• GIVEN DATA:
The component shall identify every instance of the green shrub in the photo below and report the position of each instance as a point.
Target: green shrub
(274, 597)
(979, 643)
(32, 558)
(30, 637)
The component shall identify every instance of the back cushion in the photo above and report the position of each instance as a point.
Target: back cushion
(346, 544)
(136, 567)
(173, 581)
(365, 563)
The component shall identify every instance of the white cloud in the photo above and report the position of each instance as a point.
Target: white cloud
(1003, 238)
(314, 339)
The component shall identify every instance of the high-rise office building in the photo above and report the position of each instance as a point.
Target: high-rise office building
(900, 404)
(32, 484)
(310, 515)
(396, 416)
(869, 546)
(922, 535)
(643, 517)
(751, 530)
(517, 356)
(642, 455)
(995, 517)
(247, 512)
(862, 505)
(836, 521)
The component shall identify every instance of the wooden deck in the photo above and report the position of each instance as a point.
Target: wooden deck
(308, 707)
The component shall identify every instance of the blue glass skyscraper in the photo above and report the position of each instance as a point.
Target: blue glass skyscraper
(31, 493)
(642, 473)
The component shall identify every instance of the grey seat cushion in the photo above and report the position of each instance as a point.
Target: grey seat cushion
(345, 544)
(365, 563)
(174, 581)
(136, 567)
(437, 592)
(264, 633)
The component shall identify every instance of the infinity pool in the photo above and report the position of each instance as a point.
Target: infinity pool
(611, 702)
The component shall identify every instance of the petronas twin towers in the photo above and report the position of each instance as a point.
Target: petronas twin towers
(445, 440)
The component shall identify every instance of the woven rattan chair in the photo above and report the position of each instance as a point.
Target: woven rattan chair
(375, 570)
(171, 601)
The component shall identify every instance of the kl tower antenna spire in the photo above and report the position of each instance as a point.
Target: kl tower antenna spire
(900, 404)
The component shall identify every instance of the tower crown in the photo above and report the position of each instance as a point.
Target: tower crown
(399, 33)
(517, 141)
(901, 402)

• PROBLEM TO WORK ON: Rewrite everything above, from the line containing "The component shall identify every instance of the high-rise" down to the end of the data, keeping every line, and raise each x and y coordinate in the answer points by 39.

• RESPONSE:
The component shall identify every instance of the high-rise office building in the photo above and report the position of each instance as a point.
Target: high-rise office building
(939, 443)
(71, 523)
(349, 554)
(435, 455)
(908, 585)
(961, 574)
(682, 556)
(790, 569)
(556, 395)
(681, 494)
(1034, 556)
(286, 551)
(901, 544)
(875, 560)
The component shall identify every instance of the wooden deck in the photo above and report the position of each instance as a point.
Target: wooden deck
(347, 746)
The component shall identify every instance of the blue glass skyscraper in the photo above and report the position of each instance as a point.
Target: blue glass skyscraper
(70, 532)
(681, 512)
The component shall identify every instance of the grey seat cushion in the photo above and report the position of each instance as a point.
Target: grey seat cushion
(384, 583)
(404, 602)
(213, 620)
(175, 606)
(476, 631)
(303, 672)
The component shall identify every instance of the infinity pool in the photo above and report the position of each instance as a point.
Target: infinity pool
(650, 741)
The component shall identify every instance of the petronas twin towers in the photo above and report the position of each instance as a point.
Target: petronas twin towers
(484, 479)
The component shall identify every instance of the woven rattan chair in the photo above and report the position of each instance as a point.
Target: woven rattan chair
(414, 609)
(210, 640)
The component shall identify every instance of the kl tower antenna spire in the photo above and report the position of each instance as a point.
Target: kl tower antenna spire
(939, 443)
The component shall identify every instance of the tower crown in the photo above and report the position of each instance as a point.
Target: tower crown
(438, 72)
(556, 180)
(940, 441)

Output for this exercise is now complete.